╭─ Supplied material

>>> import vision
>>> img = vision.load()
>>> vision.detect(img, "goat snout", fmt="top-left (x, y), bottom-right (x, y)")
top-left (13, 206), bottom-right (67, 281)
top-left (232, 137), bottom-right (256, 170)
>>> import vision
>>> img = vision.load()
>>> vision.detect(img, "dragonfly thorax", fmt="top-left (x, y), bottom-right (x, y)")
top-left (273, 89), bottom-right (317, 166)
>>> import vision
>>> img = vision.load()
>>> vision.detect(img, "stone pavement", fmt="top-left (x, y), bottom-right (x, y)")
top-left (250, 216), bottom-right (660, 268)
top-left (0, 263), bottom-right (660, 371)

╰─
╭─ Supplied material

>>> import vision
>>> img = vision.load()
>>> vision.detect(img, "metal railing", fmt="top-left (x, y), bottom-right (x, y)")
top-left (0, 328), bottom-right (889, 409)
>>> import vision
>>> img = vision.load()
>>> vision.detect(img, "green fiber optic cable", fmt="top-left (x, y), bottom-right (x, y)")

╰─

Pick out every line in the data above that contains the string "left". Case counts.

>>> vision.detect(img, "goat snout", fmt="top-left (x, y), bottom-right (x, y)")
top-left (13, 206), bottom-right (67, 281)
top-left (232, 137), bottom-right (256, 170)
>>> vision.detect(img, "dragonfly thorax", fmt="top-left (x, y), bottom-right (x, y)")
top-left (273, 89), bottom-right (317, 166)
>>> vision.detect(img, "stone pavement", fmt="top-left (x, y), bottom-right (x, y)")
top-left (250, 216), bottom-right (660, 268)
top-left (0, 263), bottom-right (660, 371)
>>> vision.detect(img, "metal railing", fmt="top-left (x, y), bottom-right (x, y)")
top-left (0, 328), bottom-right (889, 409)
>>> vision.detect(img, "green fiber optic cable", fmt="top-left (x, y), bottom-right (x, y)")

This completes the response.